- [Written problem]: Extend the article below on the MR-SAM missile test and the defense of Indian Air Force bases, picking up right after its final sentence.

- [Text block]:

--- --- ---

Missile test an urgent step towards defending IAF bases

By Ajai Shukla
Business Standard, 1st July 16

On September 6, 1965, the Pakistan Air Force (PAF) launched its first major air attacks into India. Ranging freely across the border, PAF fighters attacked multiple Indian Air Force (IAF) bases, destroying (according to Indian accounts) ten Indian fighters on the ground in Pathankot, damaging another three, and downing two IAF fighters protecting Halwara air base. The next day, another 12 Indian fighters were destroyed on the ground in Kalaikunda air base, in West Bengal. The IAF remained on the back foot for the rest of the 1965 war.

The likelihood of another such debacle receded on Thursday, with the successful test firing of the eponymous medium range surface to air missile (MR-SAM) off the Odisha coast. Jointly developed by the Defence R&D Organisation (DRDO) and Israel Aerospace Industries (IAI) of Israel, the MR-SAM detects incoming enemy aircraft while they are well over a hundred kilometres away and destroys them at ranges out to 70 kilometres.

Broadly, the DRDO has developed the propulsion systems of the MR-SAM, while IAI has developed the radar and guidance systems. The Ministry of Defence (MoD) confirmed that Indian and Israeli experts were present at the test today, in which the missile detected and destroyed a pilotless target aircraft.

--- --- ---

- [Given data]:
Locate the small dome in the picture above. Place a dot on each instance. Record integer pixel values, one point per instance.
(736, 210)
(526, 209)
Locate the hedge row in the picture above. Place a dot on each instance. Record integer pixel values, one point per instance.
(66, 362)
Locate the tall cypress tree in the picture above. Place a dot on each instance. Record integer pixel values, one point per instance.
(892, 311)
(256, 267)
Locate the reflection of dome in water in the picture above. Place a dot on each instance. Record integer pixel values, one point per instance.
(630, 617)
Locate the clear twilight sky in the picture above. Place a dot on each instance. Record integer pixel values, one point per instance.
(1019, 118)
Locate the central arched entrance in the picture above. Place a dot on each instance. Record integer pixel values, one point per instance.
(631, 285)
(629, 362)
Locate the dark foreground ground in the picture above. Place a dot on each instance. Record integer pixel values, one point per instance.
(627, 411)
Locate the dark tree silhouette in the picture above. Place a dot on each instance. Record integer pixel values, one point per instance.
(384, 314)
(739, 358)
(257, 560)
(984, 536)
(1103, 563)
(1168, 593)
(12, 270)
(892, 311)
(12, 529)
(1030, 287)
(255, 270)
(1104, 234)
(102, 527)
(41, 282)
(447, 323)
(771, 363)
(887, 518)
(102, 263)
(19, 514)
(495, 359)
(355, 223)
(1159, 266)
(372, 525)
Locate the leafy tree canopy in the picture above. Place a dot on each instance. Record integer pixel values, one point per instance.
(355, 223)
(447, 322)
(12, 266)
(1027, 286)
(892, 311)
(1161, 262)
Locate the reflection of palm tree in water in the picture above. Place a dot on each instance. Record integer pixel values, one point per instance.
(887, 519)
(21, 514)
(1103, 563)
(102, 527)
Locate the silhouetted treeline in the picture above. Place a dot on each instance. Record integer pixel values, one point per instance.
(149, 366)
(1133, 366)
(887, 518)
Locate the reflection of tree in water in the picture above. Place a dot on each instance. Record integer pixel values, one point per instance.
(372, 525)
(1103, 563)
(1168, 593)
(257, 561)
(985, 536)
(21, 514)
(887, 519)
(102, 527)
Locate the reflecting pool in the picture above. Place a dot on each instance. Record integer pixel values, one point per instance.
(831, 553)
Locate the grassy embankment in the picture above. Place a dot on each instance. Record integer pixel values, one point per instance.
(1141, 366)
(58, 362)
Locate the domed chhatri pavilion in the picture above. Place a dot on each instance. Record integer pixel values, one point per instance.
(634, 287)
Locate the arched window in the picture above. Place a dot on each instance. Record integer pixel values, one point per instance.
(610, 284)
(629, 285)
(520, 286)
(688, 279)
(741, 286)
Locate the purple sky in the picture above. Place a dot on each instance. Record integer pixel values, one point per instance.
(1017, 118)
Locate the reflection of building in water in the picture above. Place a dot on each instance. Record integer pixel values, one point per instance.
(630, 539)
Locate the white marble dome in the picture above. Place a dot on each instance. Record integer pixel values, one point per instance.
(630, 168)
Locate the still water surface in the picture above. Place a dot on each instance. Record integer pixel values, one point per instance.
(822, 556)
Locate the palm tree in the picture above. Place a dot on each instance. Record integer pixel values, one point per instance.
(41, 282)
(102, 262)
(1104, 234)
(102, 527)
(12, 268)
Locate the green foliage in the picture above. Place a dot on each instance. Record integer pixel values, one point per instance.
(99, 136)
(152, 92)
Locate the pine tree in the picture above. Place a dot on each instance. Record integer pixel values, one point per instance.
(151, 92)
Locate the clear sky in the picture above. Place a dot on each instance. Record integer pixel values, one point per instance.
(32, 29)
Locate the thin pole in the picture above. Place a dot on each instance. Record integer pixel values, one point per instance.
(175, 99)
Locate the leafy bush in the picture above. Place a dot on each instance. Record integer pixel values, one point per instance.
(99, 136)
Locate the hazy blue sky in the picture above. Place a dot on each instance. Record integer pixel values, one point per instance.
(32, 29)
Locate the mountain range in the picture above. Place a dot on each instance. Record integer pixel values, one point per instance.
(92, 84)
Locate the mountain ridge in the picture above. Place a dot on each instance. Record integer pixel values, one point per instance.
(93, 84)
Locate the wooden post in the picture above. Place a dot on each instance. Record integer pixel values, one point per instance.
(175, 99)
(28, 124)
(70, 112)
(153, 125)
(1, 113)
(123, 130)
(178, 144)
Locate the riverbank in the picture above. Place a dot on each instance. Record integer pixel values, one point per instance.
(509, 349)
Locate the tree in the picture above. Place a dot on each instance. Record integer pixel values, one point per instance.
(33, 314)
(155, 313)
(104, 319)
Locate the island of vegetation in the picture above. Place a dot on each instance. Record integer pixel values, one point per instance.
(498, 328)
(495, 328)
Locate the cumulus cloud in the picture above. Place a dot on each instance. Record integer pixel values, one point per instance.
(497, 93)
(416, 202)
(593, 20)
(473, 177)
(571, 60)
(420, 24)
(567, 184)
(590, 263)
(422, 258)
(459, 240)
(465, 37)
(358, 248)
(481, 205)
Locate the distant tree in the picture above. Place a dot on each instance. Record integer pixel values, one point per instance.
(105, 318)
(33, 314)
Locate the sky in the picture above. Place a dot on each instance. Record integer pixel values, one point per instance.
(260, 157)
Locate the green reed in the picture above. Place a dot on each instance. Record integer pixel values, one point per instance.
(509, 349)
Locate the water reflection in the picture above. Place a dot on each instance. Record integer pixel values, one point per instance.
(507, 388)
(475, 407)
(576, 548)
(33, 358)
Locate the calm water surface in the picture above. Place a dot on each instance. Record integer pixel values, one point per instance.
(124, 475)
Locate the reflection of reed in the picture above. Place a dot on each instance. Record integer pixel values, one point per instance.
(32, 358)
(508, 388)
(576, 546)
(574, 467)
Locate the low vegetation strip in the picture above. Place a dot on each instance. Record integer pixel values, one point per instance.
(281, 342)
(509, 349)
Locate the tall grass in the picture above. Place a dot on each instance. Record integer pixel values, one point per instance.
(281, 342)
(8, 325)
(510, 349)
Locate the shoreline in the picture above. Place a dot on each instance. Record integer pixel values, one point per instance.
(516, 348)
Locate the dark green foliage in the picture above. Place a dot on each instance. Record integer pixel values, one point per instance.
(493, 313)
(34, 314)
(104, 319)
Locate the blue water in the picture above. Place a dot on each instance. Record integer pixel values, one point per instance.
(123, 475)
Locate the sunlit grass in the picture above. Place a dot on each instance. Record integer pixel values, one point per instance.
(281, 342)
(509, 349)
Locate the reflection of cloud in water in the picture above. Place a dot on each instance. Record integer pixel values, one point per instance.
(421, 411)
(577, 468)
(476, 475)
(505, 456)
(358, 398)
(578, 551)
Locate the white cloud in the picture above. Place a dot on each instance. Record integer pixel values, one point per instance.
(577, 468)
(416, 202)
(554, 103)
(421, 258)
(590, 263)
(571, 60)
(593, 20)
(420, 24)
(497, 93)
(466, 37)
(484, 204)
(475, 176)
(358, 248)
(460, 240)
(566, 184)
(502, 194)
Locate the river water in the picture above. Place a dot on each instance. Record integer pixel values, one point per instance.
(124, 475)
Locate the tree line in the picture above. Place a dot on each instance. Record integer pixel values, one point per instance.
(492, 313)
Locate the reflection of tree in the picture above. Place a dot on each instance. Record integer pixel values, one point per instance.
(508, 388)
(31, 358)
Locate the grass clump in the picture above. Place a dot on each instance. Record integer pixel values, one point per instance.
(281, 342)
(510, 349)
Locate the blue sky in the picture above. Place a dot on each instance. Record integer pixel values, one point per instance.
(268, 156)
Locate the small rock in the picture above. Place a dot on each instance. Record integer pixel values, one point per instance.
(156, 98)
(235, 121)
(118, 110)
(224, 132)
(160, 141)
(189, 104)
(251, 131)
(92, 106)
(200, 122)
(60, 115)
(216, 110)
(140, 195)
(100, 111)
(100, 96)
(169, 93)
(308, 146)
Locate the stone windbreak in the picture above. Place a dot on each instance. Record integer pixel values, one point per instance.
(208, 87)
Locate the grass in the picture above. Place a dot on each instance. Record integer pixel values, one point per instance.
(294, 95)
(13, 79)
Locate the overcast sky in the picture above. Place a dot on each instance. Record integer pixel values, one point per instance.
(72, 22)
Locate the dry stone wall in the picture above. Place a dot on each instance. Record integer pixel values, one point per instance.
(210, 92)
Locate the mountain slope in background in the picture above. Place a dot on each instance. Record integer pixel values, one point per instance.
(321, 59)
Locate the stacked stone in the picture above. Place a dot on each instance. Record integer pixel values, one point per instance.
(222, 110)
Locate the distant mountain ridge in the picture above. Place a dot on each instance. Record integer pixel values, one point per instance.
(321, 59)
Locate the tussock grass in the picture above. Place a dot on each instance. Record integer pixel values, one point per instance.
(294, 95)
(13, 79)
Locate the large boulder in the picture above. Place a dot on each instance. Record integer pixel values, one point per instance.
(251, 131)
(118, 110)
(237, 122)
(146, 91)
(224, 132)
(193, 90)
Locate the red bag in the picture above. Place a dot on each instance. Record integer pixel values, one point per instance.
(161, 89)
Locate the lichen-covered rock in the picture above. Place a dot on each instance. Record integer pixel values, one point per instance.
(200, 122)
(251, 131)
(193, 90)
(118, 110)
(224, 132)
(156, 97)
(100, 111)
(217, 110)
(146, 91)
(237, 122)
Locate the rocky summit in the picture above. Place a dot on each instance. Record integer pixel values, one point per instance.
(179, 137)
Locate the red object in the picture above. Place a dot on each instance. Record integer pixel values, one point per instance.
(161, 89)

--- --- ---

- [Written answer]:
This will be welcome news for the IAF, which still protects its air bases with vintage Soviet-era surface-to-air missiles that should have retired decades ago, and with the DRDO’s Akash missiles that have an inadequate range of 25 kilometres. In the modern concept of “layered air defence”, short range missiles like the Akash are responsible only for close-in defence, while longer range missiles like the MR-SAM engage hostile aircraft at longer ranges.

The MR-SAM project is a twin of the Indian Navy’s Long Range Surface to Air Missile (LR-SAM) project, also being developed by the DRDO-IAI combine. While the key missile and guidance technologies and the missile capabilities are identical, the MR-SAM is a ground-and-vehicle based missile, while the LR-SAM is being deployed in warships.

In tandem with the LR-SAM, the MR-SAM is late by years, partly because of the cutting-edge technologies they incorporate. In March 2009, the IAF signed the contract for 18 fire units (each equipped with 24 missiles), which were to be delivered by October 2016. But with just the first test having been concluded, it will take at least another two years for the first MR-SAM batteries to enter squadron service.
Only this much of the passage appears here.